### TASK DESCRIPTION
For this exercise, output the line containing "Practice step: point at the city" and all lines after it to the end of the records, exactly, with no other content.

____

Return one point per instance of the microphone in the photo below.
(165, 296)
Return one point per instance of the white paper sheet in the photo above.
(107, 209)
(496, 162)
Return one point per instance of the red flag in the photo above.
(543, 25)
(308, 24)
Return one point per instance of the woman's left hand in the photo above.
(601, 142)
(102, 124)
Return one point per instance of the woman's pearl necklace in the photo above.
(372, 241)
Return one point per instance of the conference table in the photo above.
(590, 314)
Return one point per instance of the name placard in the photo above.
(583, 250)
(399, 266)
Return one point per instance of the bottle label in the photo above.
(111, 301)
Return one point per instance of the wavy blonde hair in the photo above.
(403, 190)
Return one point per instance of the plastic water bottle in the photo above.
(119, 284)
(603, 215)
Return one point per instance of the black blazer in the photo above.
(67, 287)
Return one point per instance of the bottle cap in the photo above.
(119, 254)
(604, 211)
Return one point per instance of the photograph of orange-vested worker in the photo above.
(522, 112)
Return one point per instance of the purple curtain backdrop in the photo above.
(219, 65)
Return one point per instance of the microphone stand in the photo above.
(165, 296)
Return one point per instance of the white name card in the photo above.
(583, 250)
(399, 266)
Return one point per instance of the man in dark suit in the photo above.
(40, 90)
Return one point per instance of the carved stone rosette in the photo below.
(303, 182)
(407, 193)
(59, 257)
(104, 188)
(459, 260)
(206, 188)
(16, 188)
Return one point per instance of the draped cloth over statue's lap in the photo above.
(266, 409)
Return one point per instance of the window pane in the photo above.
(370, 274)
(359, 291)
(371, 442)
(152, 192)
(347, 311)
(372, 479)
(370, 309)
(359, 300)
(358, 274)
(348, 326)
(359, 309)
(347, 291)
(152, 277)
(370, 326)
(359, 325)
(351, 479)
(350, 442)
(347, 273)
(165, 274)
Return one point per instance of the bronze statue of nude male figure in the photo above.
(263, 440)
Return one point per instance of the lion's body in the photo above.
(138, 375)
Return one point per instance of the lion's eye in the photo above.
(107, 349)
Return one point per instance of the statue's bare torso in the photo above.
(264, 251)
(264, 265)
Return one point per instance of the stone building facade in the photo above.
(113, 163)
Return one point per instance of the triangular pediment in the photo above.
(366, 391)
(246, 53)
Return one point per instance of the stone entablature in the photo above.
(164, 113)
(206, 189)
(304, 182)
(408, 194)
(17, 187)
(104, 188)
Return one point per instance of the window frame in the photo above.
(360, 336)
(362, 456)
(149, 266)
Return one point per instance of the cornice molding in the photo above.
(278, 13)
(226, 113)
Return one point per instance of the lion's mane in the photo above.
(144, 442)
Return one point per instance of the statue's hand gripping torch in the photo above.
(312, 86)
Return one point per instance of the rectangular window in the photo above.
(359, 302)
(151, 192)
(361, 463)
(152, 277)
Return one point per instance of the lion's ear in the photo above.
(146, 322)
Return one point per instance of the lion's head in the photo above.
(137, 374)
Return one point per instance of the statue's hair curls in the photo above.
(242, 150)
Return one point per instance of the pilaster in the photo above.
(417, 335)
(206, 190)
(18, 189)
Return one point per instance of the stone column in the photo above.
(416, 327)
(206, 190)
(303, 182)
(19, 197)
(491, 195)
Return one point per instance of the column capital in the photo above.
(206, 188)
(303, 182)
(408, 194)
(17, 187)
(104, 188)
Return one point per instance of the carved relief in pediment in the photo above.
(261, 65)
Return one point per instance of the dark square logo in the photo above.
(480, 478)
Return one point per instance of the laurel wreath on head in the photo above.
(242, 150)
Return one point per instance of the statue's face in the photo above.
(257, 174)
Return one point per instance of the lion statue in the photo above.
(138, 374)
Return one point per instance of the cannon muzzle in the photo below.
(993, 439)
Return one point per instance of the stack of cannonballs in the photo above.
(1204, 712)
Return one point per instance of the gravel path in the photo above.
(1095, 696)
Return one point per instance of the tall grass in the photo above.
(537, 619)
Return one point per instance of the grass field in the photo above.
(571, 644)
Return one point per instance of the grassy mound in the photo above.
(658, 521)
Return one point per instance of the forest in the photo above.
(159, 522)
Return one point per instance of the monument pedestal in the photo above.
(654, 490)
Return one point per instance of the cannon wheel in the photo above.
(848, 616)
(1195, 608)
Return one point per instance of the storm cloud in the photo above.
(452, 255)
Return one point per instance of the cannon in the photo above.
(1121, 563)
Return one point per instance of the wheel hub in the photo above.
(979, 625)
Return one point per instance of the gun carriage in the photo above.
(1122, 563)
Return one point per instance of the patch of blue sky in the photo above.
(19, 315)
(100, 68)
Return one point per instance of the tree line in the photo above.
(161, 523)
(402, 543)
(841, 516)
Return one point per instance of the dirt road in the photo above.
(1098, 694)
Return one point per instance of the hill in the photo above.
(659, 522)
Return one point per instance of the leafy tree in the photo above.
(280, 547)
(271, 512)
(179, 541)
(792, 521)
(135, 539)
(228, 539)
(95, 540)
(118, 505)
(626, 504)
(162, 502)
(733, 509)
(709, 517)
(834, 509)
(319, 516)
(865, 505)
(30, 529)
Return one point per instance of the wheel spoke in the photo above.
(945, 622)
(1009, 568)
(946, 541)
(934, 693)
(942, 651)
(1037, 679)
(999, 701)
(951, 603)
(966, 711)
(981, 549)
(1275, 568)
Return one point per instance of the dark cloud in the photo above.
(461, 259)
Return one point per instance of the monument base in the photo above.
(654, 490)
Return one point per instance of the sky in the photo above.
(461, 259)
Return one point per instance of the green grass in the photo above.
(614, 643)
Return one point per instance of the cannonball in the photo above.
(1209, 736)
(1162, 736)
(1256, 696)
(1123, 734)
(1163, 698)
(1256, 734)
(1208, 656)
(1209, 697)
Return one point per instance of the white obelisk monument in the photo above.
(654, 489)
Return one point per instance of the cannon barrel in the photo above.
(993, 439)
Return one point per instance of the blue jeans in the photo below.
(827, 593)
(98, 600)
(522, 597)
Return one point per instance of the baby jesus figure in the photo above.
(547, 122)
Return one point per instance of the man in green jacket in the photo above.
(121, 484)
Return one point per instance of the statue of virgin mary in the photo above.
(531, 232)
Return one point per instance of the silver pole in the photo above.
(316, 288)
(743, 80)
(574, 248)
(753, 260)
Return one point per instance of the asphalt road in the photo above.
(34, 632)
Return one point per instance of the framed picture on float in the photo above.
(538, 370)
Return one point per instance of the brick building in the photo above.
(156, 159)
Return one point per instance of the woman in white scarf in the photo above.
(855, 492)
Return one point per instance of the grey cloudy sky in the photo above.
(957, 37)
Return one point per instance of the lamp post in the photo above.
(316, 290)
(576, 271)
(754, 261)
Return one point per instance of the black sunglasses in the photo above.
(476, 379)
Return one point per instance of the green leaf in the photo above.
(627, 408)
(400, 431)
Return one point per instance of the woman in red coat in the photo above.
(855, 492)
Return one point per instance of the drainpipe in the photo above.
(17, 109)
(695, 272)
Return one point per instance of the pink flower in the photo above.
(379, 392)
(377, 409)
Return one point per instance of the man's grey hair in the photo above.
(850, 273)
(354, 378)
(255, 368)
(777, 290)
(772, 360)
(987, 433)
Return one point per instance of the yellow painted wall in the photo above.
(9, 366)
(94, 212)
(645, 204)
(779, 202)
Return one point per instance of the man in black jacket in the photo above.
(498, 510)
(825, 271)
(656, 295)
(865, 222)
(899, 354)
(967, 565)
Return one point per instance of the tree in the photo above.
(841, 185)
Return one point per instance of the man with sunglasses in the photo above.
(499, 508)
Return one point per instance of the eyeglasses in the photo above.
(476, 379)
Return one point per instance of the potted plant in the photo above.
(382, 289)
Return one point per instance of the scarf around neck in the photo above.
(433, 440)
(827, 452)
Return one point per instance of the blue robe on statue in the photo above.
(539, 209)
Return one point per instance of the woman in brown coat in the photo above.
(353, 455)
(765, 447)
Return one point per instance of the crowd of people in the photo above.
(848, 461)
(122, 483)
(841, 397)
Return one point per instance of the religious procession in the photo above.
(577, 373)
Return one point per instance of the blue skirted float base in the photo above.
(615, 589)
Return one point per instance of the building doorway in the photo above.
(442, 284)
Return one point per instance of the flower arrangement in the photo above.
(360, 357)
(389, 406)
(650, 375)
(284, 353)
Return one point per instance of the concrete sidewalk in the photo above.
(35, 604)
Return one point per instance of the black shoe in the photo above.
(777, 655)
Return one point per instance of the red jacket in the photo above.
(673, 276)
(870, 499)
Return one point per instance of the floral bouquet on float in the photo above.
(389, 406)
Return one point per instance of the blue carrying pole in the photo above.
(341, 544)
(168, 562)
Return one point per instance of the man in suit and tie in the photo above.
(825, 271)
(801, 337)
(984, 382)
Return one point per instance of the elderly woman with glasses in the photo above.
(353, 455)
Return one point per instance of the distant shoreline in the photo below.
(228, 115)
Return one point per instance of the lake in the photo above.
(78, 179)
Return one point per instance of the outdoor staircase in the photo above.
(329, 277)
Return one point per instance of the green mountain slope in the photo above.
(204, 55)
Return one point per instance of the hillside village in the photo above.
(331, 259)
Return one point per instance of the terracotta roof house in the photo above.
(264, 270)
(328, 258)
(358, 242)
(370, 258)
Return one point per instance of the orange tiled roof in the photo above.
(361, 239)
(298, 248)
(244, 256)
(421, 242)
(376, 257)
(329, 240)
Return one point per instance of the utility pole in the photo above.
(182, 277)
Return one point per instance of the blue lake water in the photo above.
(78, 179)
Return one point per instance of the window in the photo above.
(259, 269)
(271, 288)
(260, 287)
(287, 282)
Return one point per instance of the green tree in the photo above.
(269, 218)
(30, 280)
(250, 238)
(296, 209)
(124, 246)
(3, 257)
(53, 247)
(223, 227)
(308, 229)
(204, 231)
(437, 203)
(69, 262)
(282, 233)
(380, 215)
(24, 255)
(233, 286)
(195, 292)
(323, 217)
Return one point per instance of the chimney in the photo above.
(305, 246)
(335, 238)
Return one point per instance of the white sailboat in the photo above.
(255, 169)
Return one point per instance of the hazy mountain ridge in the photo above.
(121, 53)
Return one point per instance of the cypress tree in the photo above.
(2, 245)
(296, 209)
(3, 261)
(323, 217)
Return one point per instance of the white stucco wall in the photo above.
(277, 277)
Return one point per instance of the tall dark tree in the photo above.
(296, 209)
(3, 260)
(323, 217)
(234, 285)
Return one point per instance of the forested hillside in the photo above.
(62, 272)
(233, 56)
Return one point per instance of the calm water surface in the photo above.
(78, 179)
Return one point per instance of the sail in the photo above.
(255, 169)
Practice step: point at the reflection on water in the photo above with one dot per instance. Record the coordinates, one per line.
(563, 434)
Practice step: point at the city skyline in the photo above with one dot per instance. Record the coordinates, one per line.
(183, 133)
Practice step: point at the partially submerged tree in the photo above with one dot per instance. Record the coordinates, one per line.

____

### SOLUTION TO THIS EXERCISE
Practice step: point at the city skyline in the photo above with one dot per instance. Record the coordinates, one per line.
(183, 133)
Practice step: point at the partially submerged tree in the photo above with one dot per instance. Record the coordinates, one per line.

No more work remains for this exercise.